My dirty little “me time” secret fantasy

I have this fantasy. It might sound silly to some of you but if you know me personally, you’ll believe me when I tell you. I realize that not everyone will share this fantasy of mine and some may even hate me a little for it or believe my fantasty to be cruel. I mean as a mom… I’m not supposed to have this kind of fantasy. I’m supposed to love and cherish all things children and motherhood right?

Wrong.

There are moments when I find myself staring out the window or at a blank word document, struggling to put words on the screen, watching the clock tick down to a looming due date. Just thinking and imagining what it will be like…

I cannot wait for Peanut to start school next fall.

I realize he is my baby. The last of the children. But still. I can’t wait.

Believe me or don’t but I catch myself staring out the window, thinking of what it will be like to have a house quiet (save Brian’s snoring after a rough night at work), the things I could do in a quiet house, (go back to sleep) run to the store on my own… spend the day working at the library if I so choose (and I would choose. Often.) the television to myself… I can watch whatever I want! No Dora, Diego, Franklin, Little Bear (though I’ll miss them all dearly)… I imagine it being like Christmas, getting your driver’s license, and my first kiss all rolled into one. My heart races at the thought.

(Position identification records)

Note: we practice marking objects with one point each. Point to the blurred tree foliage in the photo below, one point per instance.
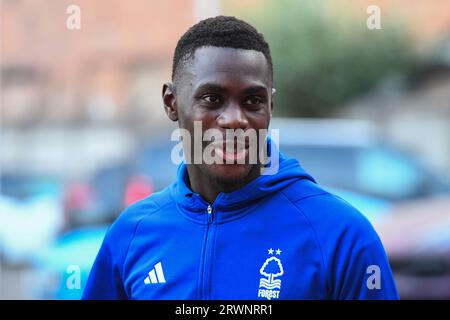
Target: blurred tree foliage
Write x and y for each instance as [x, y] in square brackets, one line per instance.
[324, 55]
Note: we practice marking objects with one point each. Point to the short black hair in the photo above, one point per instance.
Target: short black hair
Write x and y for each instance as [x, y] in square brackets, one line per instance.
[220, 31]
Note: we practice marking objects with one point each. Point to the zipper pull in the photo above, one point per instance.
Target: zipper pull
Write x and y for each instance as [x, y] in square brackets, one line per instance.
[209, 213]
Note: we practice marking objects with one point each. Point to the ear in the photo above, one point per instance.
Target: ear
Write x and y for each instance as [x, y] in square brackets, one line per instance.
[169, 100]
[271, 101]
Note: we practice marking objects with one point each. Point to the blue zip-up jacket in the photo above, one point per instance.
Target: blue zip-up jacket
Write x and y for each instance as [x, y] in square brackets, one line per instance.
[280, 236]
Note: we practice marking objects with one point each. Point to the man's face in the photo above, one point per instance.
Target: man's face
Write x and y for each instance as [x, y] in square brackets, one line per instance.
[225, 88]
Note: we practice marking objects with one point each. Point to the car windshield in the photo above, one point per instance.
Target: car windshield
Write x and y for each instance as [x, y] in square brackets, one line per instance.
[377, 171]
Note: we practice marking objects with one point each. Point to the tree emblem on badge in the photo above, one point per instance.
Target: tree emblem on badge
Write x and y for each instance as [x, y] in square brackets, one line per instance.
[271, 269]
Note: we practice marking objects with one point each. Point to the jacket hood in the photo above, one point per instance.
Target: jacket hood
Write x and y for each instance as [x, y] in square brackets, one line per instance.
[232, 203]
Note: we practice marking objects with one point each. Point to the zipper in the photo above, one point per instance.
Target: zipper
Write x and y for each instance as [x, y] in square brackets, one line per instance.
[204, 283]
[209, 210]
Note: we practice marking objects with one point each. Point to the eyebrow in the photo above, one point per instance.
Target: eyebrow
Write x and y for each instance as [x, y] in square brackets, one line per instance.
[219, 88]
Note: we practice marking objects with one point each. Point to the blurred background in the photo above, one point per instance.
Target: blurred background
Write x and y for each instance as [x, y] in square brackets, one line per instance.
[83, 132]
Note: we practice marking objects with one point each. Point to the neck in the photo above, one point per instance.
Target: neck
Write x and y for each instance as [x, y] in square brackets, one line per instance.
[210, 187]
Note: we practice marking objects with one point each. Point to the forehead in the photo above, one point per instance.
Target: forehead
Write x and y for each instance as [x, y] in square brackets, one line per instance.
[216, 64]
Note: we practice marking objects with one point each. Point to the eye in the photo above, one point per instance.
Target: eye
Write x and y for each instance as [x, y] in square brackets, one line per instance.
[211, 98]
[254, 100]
--
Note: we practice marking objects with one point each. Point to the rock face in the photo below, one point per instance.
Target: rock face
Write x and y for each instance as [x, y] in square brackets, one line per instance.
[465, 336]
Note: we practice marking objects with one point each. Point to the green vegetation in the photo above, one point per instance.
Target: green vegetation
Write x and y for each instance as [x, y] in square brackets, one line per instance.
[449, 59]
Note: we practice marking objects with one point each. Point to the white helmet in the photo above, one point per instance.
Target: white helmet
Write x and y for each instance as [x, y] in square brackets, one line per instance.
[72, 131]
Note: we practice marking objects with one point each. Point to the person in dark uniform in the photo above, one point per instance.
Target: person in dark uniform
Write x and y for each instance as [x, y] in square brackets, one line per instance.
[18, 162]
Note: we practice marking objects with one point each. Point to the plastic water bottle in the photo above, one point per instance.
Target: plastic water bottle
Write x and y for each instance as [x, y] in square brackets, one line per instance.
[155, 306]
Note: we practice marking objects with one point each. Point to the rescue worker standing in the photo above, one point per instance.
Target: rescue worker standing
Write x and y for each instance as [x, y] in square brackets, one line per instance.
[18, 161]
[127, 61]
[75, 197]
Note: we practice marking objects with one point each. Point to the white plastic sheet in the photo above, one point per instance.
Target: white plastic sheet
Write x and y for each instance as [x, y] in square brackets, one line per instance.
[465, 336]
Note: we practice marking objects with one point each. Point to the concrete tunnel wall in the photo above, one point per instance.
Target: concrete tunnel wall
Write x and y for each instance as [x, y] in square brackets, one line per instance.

Exercises to complete:
1) In the "me time" fantasy post, when is Peanut going to start school?
2) Please carry on writing the "me time" fantasy post, picking up right after its final sentence.

Results for each task:
1) Next fall.

2)
I envy the moms who say their kids are all in school while they stay at home (I imagine the freedom). Having all the kids in school is a life long (4 years really) dream of mine that in under a year will become a reality.

Before you burst my bubble and tell me that I will be just as busy with them all at school as I was with them home… just stop. You’re not telling me something I don’t already know but as a work from home professional… this is huge. This is client calls without cartoons or video games in the background. This is outings for research on topics to wherever I need to go and not have to worry about bathroom breaks, lunch or naptimes.

This is what I imagine heaven will be like. I can almost picture angels singing in the background now as I wave goodbye to Peanut on his first day of school.

Awww hell. I might actually get to hold my annual (thus far imaginary) Margaritas at Noon Back to School Party. You’ll all be invited. You’re welcome.

I know it sounds heartless but on the first day of school you’ll likely catch me waving the bus goodbye with a tear running down my cheek. Don’t be sad for me. Those aren’t tears of sadness at all. It’s complete and utter joy.

About Nichole Smith

Nichole Smith has written 758 post in this blog.

Founder of Chaos in the Country and (original) The Guilty Parent blog, Nichole is a professional writer, blogger, social media strategist, and collector of yarn, books, and pretty paper.

Comments

  1. And then you have us homeschool moms who always have our kids home with us, and not only work but teach. hehe

    Let me tell you, our fantasies are something like running away from home. :-) Honestly, I do take off and evening or two every so often. I let the hubs watch Lil Man, and I go somewhere quite like the coffee shop, and I just chill. :-)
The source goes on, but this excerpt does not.